- _WHAT THE EXERCISE ASKS_:
In the abstract below on 60 Hz magnetic fields and DNA damage in rodent brain, what dose of X rays served as the positive control?

Evaluating DNA Damage in Rodent Brain after Acute 60 Hz Magnetic-Field Exposure

Abstract

In recent years, numerous studies have reported a weak association between 60 Hz magnetic-field exposure and the incidence of certain cancers. To date, no mechanism to explain these findings has been identified. The objective of the current study was to investigate whether acute magnetic-field exposure could elicit DNA damage within brain cells from both whole brain and cerebellar homogenates from adult rats, adult mice and immature mice. Rodents were exposed to a 60 Hz magnetic field (0, 0.1, 1 or 2 mT) for 2 h. Then, at 0, 2 and 4 h after exposure, animals were killed humanely, their brains were rapidly removed and homogenized, and cells were cast into agarose gels for processing by the alkaline comet assay. Four parameters (tail ratio, tail moment, comet length and tail length) were used to assess DNA damage for each comet. For each species, a significant increase in DNA damage was detected by each of the four parameters in the positive control (2 Gy X rays) relative to the concurrent nonirradiated negative and sham controls. However, none of the four parameters detected a significant increase in DNA damage in brain cell homogenates from any magnetic-field exposure (0- 2 mT) at any time after exposure. The dose-response and time-course data from the multiple animal groups tested in this study provide no evidence of magnetic-field-induced DNA damage.

- _SUPPLIED RECORDS_:
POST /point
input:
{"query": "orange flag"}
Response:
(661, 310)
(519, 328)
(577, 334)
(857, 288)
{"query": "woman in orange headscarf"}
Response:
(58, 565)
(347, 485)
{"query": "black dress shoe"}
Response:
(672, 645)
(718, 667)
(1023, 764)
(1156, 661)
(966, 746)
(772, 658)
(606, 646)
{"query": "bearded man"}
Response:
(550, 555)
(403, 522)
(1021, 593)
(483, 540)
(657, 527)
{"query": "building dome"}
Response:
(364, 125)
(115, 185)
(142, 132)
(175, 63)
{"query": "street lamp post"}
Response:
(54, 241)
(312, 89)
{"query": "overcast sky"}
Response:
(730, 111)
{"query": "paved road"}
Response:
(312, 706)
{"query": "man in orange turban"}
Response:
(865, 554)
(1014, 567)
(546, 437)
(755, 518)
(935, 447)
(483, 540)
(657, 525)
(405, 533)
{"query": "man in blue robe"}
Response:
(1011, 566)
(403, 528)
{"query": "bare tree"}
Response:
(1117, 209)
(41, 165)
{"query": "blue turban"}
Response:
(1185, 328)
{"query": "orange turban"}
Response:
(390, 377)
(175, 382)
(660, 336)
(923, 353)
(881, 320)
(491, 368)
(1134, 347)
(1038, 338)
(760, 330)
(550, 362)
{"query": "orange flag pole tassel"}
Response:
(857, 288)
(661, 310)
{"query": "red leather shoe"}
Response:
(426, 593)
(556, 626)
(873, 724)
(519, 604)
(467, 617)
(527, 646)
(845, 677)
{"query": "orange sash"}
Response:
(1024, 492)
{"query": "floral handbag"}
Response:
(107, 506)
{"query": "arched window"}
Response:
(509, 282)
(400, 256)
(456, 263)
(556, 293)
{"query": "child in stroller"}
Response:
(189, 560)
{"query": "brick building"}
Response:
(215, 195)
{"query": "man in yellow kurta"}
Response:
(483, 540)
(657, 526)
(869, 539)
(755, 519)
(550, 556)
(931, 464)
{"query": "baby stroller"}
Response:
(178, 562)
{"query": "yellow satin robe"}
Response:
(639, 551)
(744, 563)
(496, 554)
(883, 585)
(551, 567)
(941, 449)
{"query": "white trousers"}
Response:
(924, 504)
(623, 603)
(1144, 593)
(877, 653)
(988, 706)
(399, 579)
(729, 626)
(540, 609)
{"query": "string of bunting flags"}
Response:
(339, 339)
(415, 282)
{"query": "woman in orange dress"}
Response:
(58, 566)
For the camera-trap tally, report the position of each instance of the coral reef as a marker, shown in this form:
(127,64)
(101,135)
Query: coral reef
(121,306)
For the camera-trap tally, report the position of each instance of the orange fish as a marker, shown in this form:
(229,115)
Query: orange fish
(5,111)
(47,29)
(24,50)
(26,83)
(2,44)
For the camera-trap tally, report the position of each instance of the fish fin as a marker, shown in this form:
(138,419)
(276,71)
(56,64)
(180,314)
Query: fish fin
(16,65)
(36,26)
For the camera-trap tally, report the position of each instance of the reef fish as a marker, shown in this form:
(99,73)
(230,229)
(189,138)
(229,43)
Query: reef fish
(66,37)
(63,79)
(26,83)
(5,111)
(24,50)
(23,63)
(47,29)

- _EXPECTED ANSWER_:
2 Gy